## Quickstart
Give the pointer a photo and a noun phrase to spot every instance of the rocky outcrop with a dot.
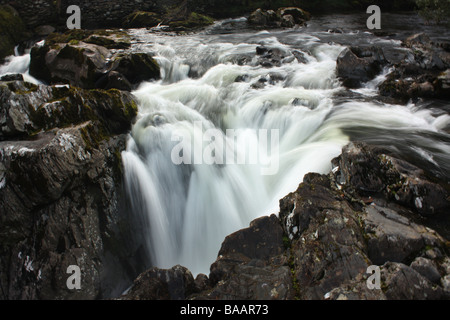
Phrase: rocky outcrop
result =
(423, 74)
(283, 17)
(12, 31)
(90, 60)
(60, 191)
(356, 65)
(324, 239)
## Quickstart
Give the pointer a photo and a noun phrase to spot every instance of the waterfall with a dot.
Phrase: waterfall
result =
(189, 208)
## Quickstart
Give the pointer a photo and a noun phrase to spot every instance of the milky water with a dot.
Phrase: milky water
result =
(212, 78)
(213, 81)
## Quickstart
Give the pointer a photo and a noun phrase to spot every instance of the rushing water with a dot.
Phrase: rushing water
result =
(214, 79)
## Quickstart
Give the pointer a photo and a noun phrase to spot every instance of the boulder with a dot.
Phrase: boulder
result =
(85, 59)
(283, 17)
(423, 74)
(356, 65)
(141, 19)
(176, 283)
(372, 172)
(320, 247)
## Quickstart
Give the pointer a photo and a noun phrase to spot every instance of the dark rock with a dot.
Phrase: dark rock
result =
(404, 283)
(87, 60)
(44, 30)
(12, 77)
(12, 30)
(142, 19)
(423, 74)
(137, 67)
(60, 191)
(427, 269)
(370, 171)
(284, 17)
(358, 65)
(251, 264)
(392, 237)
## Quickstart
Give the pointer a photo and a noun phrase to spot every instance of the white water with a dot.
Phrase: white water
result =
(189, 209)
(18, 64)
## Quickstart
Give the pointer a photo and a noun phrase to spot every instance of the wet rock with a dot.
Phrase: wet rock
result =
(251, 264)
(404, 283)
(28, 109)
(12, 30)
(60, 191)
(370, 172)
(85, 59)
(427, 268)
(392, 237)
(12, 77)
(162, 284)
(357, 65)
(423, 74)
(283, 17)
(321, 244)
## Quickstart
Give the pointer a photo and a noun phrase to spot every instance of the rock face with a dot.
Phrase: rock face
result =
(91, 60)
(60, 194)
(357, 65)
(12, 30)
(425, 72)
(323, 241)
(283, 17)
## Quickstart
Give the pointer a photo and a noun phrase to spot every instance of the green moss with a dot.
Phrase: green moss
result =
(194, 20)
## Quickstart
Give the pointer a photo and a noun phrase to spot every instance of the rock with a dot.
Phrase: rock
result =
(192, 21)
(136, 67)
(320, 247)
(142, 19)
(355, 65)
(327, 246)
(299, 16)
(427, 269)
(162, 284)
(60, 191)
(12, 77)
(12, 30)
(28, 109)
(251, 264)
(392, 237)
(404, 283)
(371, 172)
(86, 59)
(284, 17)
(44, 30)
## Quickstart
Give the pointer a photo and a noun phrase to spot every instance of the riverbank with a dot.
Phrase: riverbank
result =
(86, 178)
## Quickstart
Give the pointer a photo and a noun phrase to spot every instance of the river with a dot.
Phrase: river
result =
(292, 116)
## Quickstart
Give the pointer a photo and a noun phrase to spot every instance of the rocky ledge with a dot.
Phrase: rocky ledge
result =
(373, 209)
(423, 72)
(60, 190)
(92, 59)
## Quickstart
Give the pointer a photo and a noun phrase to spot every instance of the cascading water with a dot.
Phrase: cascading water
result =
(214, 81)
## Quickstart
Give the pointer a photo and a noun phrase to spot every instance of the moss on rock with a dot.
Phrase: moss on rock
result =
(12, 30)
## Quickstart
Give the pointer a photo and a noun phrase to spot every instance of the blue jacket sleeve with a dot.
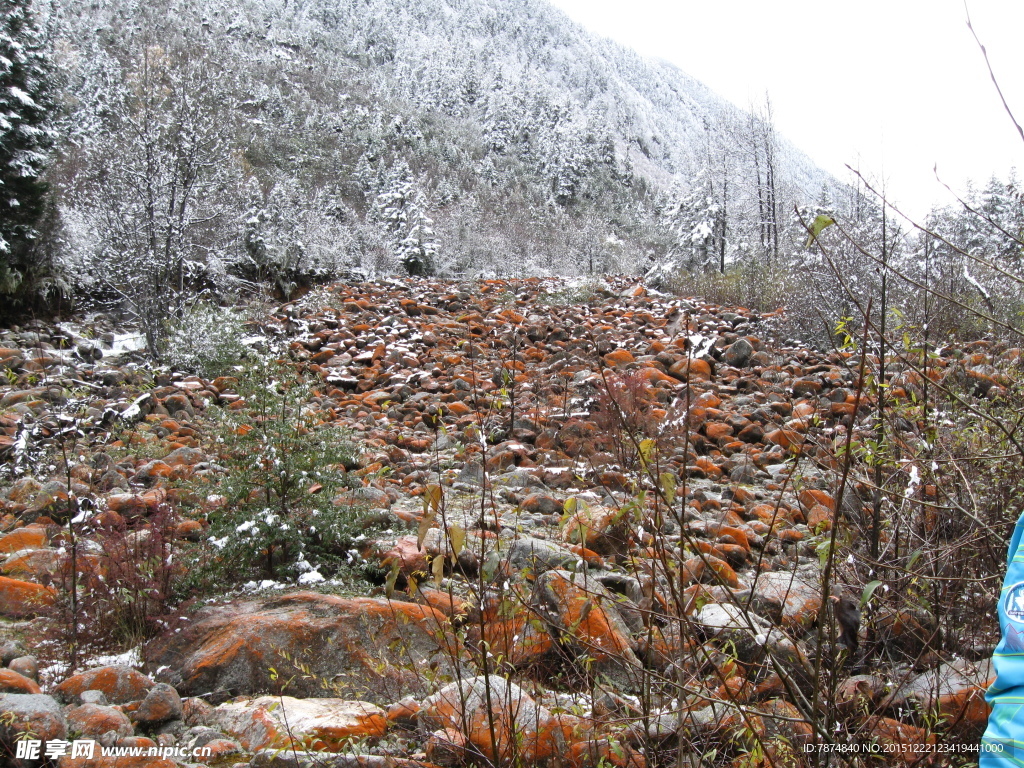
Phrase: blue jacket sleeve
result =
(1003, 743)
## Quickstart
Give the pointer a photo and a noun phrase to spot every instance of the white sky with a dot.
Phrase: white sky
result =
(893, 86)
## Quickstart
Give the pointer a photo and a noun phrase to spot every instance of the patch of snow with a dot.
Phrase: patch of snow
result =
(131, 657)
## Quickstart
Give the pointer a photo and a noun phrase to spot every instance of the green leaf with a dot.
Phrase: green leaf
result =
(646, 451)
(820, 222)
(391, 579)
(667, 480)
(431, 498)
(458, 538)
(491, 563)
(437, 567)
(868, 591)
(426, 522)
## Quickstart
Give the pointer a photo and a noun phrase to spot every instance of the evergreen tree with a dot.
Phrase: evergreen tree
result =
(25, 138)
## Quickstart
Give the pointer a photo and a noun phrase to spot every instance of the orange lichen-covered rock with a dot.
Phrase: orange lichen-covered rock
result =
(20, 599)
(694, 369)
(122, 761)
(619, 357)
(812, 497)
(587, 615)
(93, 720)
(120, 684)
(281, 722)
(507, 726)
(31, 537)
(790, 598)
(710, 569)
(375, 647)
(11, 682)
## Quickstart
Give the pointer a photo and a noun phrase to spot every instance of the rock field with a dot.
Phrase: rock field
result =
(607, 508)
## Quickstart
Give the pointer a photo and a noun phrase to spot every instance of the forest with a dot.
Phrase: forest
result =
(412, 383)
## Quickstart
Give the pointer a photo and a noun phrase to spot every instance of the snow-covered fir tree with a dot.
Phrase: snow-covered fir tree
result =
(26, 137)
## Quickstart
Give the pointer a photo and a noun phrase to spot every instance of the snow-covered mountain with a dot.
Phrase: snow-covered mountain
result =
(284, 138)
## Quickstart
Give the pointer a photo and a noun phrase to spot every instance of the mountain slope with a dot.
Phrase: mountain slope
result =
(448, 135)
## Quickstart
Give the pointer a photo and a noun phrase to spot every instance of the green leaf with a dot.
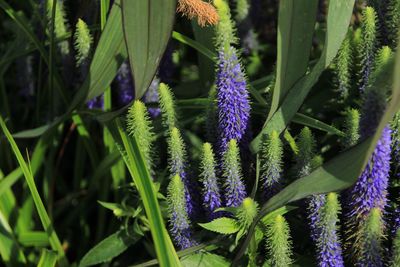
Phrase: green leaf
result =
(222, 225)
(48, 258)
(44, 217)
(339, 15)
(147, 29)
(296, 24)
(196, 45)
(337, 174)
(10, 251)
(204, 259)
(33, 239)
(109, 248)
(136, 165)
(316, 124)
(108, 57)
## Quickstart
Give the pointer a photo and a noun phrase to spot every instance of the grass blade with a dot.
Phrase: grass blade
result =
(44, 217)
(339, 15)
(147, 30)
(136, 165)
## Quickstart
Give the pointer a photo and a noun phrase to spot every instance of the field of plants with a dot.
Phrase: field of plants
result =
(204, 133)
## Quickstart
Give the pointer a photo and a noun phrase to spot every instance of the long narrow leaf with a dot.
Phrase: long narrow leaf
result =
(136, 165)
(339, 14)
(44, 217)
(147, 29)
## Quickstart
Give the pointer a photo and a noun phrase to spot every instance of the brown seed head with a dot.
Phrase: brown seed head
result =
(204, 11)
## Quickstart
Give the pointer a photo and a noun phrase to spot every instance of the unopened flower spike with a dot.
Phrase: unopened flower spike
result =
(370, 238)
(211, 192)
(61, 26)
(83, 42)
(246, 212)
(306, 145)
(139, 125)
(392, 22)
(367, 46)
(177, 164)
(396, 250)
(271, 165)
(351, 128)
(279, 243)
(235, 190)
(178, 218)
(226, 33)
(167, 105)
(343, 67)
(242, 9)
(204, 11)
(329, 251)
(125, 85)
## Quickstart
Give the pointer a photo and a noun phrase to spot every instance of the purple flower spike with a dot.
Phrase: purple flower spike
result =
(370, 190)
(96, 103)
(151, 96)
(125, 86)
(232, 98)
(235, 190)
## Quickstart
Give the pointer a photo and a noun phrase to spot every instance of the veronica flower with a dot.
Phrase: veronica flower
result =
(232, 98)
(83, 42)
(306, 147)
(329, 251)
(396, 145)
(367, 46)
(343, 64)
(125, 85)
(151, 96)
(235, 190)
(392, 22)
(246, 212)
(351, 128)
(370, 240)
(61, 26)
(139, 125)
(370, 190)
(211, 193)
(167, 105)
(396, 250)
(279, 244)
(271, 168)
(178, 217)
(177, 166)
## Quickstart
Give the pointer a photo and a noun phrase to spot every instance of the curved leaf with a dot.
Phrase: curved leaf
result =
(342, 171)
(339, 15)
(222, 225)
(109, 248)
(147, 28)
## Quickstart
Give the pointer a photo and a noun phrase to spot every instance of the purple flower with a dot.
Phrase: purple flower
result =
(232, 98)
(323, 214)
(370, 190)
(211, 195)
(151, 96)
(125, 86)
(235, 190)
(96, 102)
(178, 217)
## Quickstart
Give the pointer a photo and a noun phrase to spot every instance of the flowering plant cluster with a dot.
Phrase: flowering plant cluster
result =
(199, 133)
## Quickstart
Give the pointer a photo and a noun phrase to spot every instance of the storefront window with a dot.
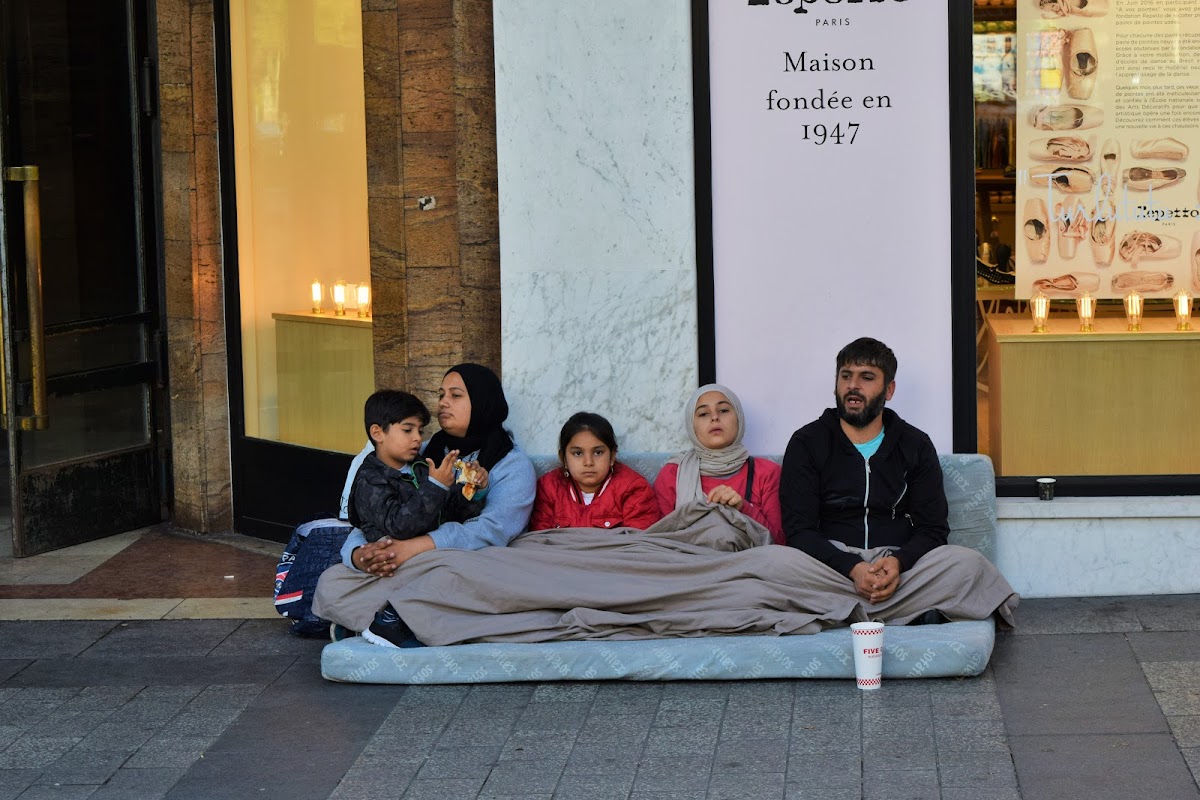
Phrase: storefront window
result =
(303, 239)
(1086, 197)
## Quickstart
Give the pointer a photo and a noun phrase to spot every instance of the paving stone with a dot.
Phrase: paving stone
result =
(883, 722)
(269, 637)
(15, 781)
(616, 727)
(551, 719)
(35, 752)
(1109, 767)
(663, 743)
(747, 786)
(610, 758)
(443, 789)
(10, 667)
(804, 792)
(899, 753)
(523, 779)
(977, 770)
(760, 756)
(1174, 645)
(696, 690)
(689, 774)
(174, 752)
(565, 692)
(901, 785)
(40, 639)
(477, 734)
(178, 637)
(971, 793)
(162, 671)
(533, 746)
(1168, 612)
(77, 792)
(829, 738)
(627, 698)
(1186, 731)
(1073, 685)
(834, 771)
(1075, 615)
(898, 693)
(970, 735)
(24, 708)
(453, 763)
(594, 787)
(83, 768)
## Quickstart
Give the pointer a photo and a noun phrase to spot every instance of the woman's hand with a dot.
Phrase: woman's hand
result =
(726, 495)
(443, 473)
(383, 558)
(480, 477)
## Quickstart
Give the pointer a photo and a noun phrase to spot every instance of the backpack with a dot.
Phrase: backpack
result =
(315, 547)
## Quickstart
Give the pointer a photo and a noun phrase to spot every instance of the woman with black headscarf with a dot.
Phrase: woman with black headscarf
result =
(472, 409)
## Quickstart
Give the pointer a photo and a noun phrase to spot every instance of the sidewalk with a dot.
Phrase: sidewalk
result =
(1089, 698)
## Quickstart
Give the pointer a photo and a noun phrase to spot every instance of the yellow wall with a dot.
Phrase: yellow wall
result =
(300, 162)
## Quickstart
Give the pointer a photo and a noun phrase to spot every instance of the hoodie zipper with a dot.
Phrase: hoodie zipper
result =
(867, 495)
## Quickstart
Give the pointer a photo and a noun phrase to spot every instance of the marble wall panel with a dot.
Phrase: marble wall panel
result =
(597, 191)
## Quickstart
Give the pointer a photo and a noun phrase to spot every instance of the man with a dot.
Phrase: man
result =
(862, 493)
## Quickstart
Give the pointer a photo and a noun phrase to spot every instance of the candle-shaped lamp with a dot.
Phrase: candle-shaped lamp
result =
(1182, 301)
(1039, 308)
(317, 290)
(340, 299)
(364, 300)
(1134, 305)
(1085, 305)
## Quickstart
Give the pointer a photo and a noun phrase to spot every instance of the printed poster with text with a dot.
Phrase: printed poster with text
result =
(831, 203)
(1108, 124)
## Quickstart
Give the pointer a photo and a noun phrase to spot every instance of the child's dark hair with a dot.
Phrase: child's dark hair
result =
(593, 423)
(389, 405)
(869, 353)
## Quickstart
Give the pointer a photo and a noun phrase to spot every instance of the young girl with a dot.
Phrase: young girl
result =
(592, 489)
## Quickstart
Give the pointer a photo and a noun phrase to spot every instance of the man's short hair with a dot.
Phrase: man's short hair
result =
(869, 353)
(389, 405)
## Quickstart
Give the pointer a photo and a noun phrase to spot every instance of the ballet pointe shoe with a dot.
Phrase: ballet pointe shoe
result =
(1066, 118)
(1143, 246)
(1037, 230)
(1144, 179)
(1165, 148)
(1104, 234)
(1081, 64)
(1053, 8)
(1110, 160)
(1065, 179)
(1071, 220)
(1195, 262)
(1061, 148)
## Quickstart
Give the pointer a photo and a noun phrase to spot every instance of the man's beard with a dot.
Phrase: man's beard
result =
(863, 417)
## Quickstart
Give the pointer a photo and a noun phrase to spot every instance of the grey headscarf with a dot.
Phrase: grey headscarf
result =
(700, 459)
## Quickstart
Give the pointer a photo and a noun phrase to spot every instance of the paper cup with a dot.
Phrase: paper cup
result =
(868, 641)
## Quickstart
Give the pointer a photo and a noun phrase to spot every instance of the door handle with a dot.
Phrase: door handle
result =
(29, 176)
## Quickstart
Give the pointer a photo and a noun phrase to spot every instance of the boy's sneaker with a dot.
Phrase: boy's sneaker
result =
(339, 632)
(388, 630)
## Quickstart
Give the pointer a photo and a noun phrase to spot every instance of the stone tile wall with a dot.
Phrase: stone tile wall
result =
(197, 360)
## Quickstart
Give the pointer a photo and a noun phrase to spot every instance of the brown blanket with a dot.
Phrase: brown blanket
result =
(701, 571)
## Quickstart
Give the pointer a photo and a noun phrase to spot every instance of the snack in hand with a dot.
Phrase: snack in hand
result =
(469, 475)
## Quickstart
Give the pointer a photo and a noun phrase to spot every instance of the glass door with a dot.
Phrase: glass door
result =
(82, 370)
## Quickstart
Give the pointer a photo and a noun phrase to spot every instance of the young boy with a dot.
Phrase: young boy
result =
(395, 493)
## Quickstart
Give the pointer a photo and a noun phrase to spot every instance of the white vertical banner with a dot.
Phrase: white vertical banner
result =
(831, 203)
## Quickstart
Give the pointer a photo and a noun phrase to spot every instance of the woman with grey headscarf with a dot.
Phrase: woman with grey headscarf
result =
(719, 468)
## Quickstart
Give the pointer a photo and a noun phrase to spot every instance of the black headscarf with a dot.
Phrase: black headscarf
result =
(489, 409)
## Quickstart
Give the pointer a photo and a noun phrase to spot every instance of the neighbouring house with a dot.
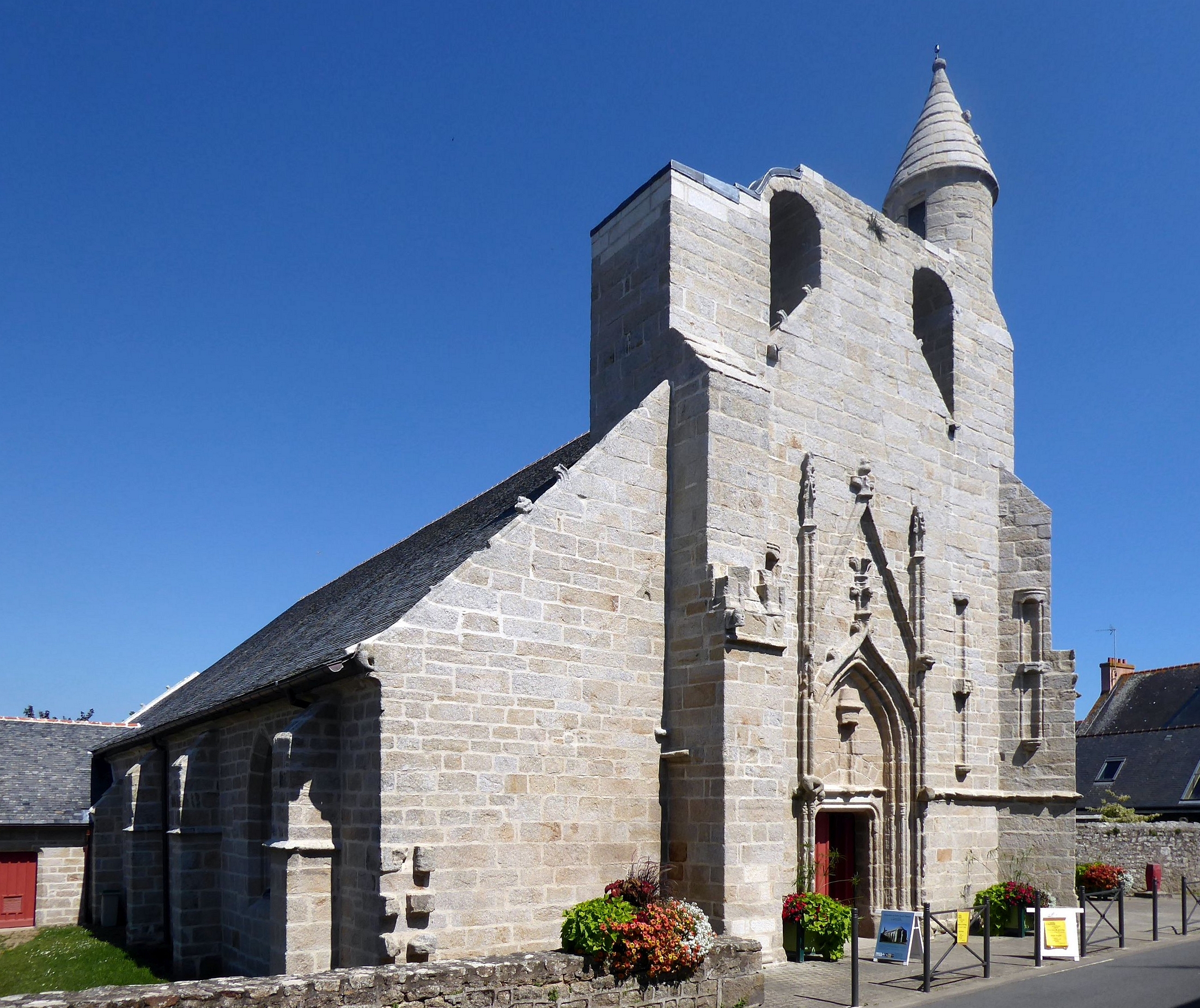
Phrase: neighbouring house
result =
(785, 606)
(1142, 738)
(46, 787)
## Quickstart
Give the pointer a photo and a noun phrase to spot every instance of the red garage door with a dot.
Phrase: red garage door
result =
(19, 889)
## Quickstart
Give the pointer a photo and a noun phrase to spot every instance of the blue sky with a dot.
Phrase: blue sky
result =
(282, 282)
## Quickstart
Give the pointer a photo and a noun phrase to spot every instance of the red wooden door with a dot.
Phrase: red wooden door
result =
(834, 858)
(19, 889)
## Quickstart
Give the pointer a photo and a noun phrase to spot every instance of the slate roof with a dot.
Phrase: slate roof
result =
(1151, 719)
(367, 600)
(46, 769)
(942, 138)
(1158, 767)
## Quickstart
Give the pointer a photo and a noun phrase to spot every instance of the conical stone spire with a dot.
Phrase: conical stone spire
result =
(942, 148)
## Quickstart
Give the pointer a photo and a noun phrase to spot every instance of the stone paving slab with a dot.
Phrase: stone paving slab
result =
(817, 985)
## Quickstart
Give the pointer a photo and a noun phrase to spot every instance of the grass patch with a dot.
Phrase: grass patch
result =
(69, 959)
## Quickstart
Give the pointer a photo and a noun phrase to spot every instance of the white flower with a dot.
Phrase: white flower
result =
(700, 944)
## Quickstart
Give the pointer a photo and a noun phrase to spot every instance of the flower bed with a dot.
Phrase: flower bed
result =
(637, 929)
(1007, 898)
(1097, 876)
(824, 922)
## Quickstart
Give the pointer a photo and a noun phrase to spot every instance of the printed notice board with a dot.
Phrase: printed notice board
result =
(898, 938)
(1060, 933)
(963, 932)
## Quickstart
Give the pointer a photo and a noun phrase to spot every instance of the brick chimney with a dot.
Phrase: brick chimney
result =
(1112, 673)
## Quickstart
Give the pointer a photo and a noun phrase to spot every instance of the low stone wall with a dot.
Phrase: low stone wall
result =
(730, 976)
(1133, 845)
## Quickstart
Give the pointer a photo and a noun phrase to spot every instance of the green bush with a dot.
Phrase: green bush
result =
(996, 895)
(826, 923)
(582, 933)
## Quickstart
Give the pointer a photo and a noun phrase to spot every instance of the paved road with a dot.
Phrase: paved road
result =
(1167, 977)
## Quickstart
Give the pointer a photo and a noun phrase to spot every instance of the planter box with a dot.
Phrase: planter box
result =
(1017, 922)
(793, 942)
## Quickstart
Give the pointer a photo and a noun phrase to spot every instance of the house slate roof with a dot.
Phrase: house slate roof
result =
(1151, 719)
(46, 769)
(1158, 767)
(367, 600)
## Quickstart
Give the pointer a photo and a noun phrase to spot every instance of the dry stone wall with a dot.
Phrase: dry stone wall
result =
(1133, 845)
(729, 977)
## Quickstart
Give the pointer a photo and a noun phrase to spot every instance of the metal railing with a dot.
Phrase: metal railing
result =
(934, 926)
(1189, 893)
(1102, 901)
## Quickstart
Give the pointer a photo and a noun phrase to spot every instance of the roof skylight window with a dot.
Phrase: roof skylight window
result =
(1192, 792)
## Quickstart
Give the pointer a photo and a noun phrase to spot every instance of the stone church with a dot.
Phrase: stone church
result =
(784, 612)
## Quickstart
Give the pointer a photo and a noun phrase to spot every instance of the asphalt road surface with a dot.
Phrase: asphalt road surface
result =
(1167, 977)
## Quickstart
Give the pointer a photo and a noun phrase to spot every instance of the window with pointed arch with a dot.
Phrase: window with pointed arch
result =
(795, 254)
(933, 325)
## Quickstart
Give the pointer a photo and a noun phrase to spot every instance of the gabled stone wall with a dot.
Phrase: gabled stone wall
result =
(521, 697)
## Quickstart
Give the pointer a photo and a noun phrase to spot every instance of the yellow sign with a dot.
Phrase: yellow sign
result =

####################

Show each line of the material above that contains the word "white", copied in full.

Give the pointer a photo and a noun phrase to spot every instance of the white water with a dot.
Phrase: white water
Give the pointer a photo and a noun phrase to spot every instance of the white sky with a dot.
Phrase: white sky
Give the pointer a photo and a noun phrase to spot every instance of the white vertical banner with a dot.
Phrase: white vertical banner
Give the pointer a photo and a noun phrase to spot every instance of the white flower with a dot.
Phrase: white flower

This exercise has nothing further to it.